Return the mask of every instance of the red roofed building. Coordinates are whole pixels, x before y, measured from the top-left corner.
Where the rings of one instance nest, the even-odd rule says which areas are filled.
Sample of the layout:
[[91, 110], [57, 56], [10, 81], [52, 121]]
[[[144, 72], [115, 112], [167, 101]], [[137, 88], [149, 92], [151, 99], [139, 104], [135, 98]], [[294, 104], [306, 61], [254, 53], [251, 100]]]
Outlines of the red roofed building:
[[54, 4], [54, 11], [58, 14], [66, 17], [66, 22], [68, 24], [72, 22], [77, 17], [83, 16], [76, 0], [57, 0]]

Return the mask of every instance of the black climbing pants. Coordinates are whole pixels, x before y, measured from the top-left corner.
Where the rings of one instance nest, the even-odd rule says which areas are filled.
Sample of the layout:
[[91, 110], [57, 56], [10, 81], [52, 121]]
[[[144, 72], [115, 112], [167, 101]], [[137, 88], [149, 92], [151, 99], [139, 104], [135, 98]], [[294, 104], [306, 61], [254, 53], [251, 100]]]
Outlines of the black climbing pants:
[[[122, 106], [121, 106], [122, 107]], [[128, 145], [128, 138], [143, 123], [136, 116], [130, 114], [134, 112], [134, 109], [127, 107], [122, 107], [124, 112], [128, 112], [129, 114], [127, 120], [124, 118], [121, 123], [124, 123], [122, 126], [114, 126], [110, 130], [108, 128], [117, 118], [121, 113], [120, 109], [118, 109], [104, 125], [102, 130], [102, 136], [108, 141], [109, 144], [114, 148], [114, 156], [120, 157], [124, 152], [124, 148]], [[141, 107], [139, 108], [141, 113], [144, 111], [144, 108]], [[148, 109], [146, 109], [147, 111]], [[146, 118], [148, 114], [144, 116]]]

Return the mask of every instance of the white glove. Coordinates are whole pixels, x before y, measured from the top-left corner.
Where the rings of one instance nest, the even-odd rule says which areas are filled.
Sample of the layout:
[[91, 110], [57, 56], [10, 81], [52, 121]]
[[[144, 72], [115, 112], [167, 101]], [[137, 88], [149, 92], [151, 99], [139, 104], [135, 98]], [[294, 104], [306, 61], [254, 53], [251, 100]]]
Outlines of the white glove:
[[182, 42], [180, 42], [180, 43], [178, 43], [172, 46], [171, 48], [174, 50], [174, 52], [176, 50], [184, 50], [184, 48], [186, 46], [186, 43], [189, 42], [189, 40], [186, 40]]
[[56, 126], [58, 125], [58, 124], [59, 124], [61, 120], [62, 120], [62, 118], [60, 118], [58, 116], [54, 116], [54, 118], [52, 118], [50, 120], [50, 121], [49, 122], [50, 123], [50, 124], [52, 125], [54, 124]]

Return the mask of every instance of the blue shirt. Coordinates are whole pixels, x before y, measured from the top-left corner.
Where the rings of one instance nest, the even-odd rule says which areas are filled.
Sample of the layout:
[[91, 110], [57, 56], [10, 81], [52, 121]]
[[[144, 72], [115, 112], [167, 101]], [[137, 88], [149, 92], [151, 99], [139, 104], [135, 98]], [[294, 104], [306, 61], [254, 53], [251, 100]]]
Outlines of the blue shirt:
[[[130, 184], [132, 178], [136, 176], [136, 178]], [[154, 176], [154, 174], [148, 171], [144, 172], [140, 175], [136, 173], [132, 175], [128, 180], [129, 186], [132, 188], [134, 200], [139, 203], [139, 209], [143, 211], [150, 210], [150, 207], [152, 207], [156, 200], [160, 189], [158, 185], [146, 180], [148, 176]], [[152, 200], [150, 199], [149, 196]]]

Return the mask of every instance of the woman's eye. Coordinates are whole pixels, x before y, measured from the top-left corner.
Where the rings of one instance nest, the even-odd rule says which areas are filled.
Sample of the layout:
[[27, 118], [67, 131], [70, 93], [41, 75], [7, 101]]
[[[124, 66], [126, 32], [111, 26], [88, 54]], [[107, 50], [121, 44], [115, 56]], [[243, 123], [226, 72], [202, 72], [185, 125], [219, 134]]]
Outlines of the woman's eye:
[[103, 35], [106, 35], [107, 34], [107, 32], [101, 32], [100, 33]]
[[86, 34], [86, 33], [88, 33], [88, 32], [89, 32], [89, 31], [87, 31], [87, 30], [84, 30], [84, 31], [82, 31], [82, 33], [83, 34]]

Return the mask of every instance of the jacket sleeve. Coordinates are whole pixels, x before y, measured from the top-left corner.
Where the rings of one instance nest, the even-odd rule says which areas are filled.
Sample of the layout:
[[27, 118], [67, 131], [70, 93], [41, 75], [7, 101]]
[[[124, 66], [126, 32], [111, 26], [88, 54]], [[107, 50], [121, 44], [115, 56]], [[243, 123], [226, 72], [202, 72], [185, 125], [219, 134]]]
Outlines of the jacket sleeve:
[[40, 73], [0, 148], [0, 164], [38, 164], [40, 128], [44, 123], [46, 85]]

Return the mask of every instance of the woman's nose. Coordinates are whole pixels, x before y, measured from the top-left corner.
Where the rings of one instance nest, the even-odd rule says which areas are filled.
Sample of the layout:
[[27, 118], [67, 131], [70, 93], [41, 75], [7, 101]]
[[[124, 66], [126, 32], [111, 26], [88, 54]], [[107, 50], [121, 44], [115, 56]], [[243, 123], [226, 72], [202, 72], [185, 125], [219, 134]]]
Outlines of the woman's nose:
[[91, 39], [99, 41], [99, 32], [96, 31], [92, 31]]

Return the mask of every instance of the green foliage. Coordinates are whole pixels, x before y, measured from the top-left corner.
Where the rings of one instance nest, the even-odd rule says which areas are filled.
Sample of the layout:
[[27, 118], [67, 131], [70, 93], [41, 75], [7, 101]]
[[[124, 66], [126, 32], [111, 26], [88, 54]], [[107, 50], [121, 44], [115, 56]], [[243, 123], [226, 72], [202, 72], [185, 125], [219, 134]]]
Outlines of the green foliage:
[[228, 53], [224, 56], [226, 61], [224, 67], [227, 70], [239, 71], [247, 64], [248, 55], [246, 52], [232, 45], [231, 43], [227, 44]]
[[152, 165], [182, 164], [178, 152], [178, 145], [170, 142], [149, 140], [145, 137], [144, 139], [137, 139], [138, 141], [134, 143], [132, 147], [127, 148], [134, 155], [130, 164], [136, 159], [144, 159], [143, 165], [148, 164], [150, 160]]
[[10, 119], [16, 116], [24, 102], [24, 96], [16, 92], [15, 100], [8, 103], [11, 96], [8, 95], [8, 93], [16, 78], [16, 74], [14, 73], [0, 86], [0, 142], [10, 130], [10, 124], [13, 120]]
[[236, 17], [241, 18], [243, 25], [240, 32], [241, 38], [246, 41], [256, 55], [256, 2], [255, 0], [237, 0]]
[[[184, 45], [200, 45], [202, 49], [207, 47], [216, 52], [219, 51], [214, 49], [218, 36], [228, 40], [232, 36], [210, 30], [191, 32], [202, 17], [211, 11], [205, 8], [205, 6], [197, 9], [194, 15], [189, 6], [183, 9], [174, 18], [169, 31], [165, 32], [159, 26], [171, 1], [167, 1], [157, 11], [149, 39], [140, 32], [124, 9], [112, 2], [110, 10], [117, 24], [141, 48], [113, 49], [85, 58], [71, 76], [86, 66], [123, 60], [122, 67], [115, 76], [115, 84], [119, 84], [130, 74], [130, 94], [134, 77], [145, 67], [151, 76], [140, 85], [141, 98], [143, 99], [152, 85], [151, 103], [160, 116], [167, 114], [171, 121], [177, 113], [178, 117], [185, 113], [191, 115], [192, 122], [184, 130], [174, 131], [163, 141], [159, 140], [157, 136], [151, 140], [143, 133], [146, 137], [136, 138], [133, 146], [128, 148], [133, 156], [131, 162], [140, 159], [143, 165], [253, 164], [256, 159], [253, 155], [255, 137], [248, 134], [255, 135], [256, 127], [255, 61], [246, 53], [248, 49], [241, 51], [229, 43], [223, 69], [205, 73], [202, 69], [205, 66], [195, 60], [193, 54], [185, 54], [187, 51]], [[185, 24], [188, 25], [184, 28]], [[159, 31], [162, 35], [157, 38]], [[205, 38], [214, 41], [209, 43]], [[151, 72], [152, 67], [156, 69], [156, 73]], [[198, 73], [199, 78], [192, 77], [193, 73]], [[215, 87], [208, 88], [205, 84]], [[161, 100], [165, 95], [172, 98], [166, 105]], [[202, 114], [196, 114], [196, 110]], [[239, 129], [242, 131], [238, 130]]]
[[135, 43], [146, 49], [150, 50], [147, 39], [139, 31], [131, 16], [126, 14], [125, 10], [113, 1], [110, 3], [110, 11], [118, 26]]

━━━━━━━━━━━━━━━━

## EXERCISE REQUIREMENTS
Lay out the lines of the records, from the line containing "Return the mask of every instance of the woman's nose." up to and including the line containing "[[91, 39], [99, 41], [99, 32], [96, 31], [92, 31]]", as a numbered list, leaving out any blank lines.

## EXERCISE SOLUTION
1. Return the mask of every instance of the woman's nose. Coordinates are whole pixels, x before y, measured from the top-left corner.
2. Where the rings of one instance nest, the even-odd rule says which areas are filled.
3. Sample of the layout:
4. [[27, 118], [67, 131], [70, 93], [41, 75], [7, 101]]
5. [[[124, 66], [126, 32], [111, 26], [88, 54]], [[107, 50], [121, 44], [115, 56]], [[243, 123], [226, 72], [202, 72], [185, 125], [219, 134]]]
6. Outlines of the woman's nose:
7. [[91, 39], [99, 41], [99, 32], [96, 31], [92, 31]]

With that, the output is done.